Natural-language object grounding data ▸
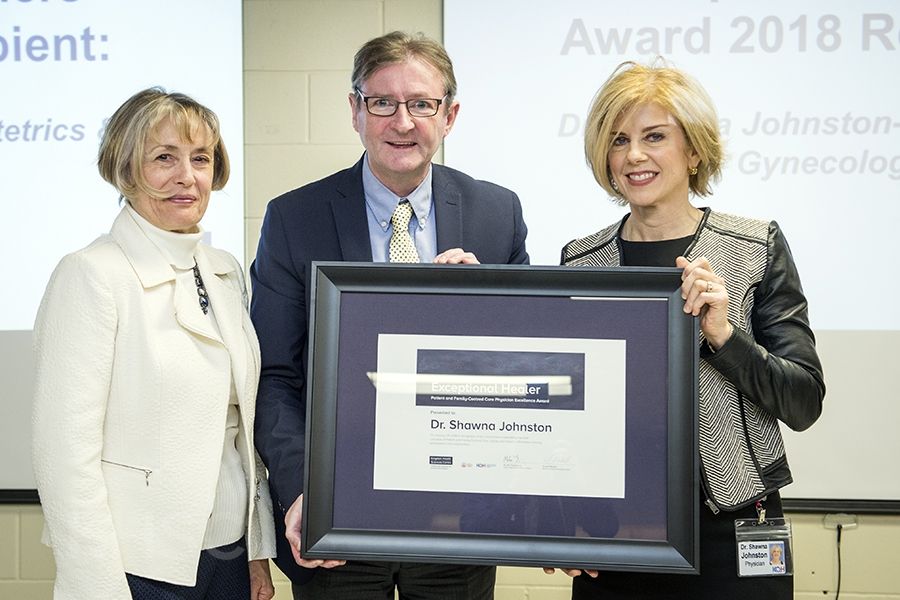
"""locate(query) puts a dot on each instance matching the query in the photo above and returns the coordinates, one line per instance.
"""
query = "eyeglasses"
(387, 107)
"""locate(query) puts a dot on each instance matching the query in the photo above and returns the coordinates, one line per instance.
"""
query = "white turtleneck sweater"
(228, 520)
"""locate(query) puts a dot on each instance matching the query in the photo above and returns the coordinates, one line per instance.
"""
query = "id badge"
(763, 547)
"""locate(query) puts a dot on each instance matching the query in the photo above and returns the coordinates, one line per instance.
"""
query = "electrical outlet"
(846, 521)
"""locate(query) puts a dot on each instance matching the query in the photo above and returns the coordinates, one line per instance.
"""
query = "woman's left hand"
(706, 296)
(261, 587)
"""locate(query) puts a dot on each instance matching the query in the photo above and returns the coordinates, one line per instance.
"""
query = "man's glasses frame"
(381, 106)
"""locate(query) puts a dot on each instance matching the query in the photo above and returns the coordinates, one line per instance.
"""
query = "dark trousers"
(718, 578)
(222, 574)
(413, 581)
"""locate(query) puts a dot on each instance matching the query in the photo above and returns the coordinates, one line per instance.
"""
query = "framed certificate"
(509, 415)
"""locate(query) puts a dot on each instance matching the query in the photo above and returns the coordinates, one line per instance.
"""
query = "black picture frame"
(345, 518)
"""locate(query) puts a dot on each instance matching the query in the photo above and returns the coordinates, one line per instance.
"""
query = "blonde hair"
(631, 85)
(120, 157)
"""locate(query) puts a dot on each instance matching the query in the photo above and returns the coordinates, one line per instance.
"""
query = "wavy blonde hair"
(631, 85)
(120, 157)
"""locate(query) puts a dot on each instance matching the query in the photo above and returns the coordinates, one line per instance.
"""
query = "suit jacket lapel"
(227, 303)
(447, 201)
(349, 209)
(153, 269)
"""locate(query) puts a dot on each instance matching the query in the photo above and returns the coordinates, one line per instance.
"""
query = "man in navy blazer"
(402, 105)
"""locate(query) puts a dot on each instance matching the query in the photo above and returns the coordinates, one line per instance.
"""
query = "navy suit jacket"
(327, 221)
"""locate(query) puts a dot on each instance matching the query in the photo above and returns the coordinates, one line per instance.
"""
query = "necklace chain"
(202, 296)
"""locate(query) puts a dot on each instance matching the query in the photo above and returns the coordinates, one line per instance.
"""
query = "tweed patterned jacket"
(767, 371)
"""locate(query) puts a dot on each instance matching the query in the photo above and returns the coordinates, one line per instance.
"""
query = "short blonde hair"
(121, 152)
(632, 85)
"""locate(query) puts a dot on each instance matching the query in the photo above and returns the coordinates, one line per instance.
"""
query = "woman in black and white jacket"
(652, 140)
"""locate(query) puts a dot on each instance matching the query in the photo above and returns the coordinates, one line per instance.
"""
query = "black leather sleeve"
(777, 367)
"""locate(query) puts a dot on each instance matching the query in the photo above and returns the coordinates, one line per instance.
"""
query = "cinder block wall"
(297, 62)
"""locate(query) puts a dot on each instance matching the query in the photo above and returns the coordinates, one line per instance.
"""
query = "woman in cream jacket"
(146, 382)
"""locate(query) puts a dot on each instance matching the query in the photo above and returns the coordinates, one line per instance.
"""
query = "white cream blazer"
(129, 413)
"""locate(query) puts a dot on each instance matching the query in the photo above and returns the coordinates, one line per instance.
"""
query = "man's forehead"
(421, 74)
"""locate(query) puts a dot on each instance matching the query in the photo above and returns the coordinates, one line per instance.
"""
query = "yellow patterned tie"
(402, 248)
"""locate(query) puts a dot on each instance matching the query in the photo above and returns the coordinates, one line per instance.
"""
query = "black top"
(653, 254)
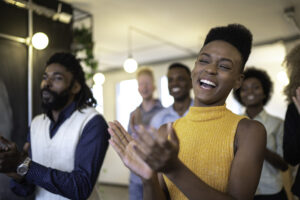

What to work on ▸
Retype all entries exactly; omit pictures.

Output ▸
"""locate(query) puts a dot on each instance matching the query in the photo above and returns the coordinates, one line per instance.
"""
query = "eyeglasses"
(387, 107)
"""locate(query) puts a dot on each instance matching the query in the photo above and returns the coordinates, one line per instance.
"""
query = "white turtleneck sweater"
(228, 520)
"""locate(query) puts a dot on each instance matching the query in the photo above and returns the coordinates, one line per instance.
"""
query = "id badge"
(763, 547)
"""locate(query) puts a dot on each instance matching the query in the photo above and returns the coordinates, one line per instance.
"""
query = "electrical outlet"
(846, 521)
"""locate(query) puts a dot on each instance matching the query in the photo above and returns the coordinates, one line per instance.
"""
query = "woman's left hand"
(706, 296)
(261, 587)
"""locate(query) puts a dot on each instance matching the query in the photo above and returns the coordinates, one line per instance.
"""
query = "man's glasses frame"
(381, 106)
"""locate(query) puts a dot on each instance matching the query in the photo above and returns the coordinates, one line per instance.
"""
query = "dark trousers"
(718, 578)
(222, 574)
(413, 581)
"""locate(query) puts a dot on each instance matching the query in the photo above and returns the coordinates, one line per instance.
"""
query = "framed certificate"
(509, 415)
"""locate(query) puts a dot on each instance matching the query in the photo above and returns the coordinates, one line per instance.
"""
query = "black picture frame"
(345, 518)
"""locate(query) puts a dot on each instance matching the query in the photo above and returns the coordinates, one line per instance.
"""
query = "blonde hair"
(631, 85)
(120, 157)
"""locate(query) puts a dot on each instance matching the query in the photo above and returns the coordinates, one line per instance.
"""
query = "wavy blonde hair"
(631, 85)
(120, 157)
"""locate(query) puts a dot on each instance matching the query in the photo above and returns the coordinates, one line per instance.
"""
query = "suit jacket lapel"
(227, 303)
(447, 201)
(349, 209)
(153, 269)
"""locate(query) puts a dot on each instance matching the query in the photo above and returns the coordinates, one line per instance.
"""
query = "man in navy blazer"
(402, 105)
"""locate(query) puts a dot on each instance matching the query in the photo above and returns the coordinates, one line per instance.
"""
query = "navy suit jacket"
(327, 221)
"""locate(query) puts a dot on each instance matching the query in the photo above and returns the coordinates, one line per instance.
"""
query = "necklace chain"
(202, 296)
"""locate(query) puts a dot on each instance matching the query in the photo above and returns the coordinates, one line per instance.
"""
query = "tweed patterned jacket"
(767, 371)
"""locate(query) puts a dot on each instance matching the query in the photo above and returns the coordinates, one line per instance.
"""
query = "short blonde hair"
(121, 152)
(632, 85)
"""locate(query) puts a dot on each instance matching the query in the photo above and returns the coordinates, one line per instance.
"""
query = "woman in black and white jacket"
(652, 140)
"""locate(query) puts a dot on each instance matching the query in the photo above and returns the coordinates, one line per instance.
"""
query = "black leather sleeve"
(777, 367)
"""locate(query) puts a dot on each instance matching the query in the photo above and returns the coordinates, one line per instance.
"""
query = "cinder block wall"
(297, 62)
"""locate(query) puts a dot on each instance matching the query in the photo above and returns the coordinates, one line per instance.
"""
query = "woman in cream jacket"
(146, 382)
"""locate(query) puts a dot on each instance matching the query in the photo above and returns the coordinates, one line per instance.
"""
query = "white cream blazer"
(129, 413)
"""locate(query) puts a dot on each instance matching the query in the photo above and returns the coordinates, one line per instance.
"""
query = "man's forehead"
(421, 74)
"""locate(query) puts a dot on each instance matching the query in the photo above and returns the coordinates, one line per instance.
"""
query = "yellow patterned tie"
(402, 248)
"""locate(query) puts a dot on each instance matching the query in the photo above and returns the coordinates, one line per instance.
"""
query = "black top"
(653, 254)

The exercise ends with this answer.